• **PROBLEM STATEMENT**
Send back the records in full, character for character.
>> start RECORDS TO PROCESS
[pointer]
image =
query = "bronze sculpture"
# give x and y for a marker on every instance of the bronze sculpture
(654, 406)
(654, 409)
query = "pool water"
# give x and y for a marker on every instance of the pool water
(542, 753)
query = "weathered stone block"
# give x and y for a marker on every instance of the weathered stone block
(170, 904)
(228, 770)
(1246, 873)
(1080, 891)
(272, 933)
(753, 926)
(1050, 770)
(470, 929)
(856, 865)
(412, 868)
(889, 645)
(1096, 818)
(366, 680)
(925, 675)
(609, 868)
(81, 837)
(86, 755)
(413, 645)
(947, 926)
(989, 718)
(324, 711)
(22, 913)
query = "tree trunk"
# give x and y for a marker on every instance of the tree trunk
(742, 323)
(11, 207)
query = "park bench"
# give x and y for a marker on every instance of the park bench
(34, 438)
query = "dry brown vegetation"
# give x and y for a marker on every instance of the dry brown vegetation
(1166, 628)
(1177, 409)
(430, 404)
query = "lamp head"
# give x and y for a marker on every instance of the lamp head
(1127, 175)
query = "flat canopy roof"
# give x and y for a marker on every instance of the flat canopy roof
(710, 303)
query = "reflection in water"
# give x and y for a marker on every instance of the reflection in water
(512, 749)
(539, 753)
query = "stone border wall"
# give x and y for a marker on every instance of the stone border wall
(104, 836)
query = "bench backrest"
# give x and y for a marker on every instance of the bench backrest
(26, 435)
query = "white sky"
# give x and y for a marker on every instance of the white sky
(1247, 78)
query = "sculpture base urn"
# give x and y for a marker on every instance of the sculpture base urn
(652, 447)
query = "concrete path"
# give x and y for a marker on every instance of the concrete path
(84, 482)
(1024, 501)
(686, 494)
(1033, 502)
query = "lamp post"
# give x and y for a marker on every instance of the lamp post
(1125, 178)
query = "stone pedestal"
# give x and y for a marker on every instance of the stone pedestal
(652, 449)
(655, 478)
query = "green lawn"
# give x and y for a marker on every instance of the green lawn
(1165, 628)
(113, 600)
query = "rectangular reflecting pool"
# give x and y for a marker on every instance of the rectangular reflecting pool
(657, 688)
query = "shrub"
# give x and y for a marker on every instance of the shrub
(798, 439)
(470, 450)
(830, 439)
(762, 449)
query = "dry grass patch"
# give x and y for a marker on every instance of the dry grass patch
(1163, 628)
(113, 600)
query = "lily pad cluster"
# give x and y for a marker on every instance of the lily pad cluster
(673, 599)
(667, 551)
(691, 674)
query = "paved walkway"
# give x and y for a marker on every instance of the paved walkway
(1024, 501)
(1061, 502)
>> end RECORDS TO PROCESS
• **WRITTEN REPLY**
[pointer]
image =
query = "bronze sculpture"
# give x and y for a marker on every instance of the bronze sculpture
(654, 406)
(654, 409)
query = "pool water"
# give x and y for a marker on every instance of the pool water
(542, 753)
query = "weathered stone block"
# give x and y for a marker on every instance of the weathered stone block
(170, 904)
(228, 770)
(1246, 873)
(1080, 891)
(272, 933)
(753, 926)
(1050, 770)
(470, 929)
(856, 865)
(412, 868)
(889, 645)
(1096, 818)
(366, 680)
(925, 675)
(609, 868)
(81, 837)
(86, 755)
(413, 645)
(947, 926)
(989, 718)
(324, 711)
(22, 913)
query = "tree trunk"
# give x and y for a marker on every instance of the tree trunk
(742, 323)
(11, 207)
query = "park bench"
# give x and y for a marker on every instance of the park bench
(34, 438)
query = "dry brown vegetation"
# give x and y for a marker on every instance of the dry brown vegetation
(1166, 628)
(1177, 409)
(430, 404)
query = "lamp head"
# give x and y for a marker on every instance of the lamp head
(1127, 175)
query = "flat canopy roof"
# give x and y for a marker on every instance of the flat canopy roof
(710, 303)
query = "reflection in water"
# give x and y for a marker on every instance of the reflection in water
(512, 749)
(539, 753)
query = "stone border wall"
# give x and y for a marker on every instance of the stone border wall
(104, 836)
query = "bench backrest"
# give x and y for a marker on every instance of the bench backrest
(26, 435)
query = "white sky"
# give x and y for a marker on every instance of the white sky
(1247, 78)
query = "sculpture base urn"
# give x and y for a marker on every instance of the sculpture base urn
(652, 447)
query = "concrete path"
# give x and y for a marker on every instance of the concrete path
(84, 482)
(1024, 501)
(686, 494)
(1033, 502)
query = "lamp post"
# give x and y for a marker on every instance of the lamp post
(1125, 178)
query = "stone pedestal"
# give x and y for a marker on every instance of the stone pedestal
(652, 449)
(655, 478)
query = "green lawn"
# give x and y for a marker on every instance of the green lawn
(1165, 628)
(113, 600)
query = "rectangular reflecting pool"
# give x and y for a marker on every instance of the rectangular reflecting pool
(657, 688)
query = "shrub"
# give x and y for a marker on every instance of the shrub
(798, 439)
(470, 450)
(830, 439)
(762, 449)
query = "dry grass patch"
# give x and y for a marker on every instance of the dry grass patch
(1163, 628)
(113, 600)
query = "lily pad cluster"
# give x and y for a marker on every instance of the lily pad cluster
(673, 599)
(667, 551)
(691, 674)
query = "paved walkway"
# give x and y for a marker on every instance of the paved walkway
(1024, 501)
(1061, 502)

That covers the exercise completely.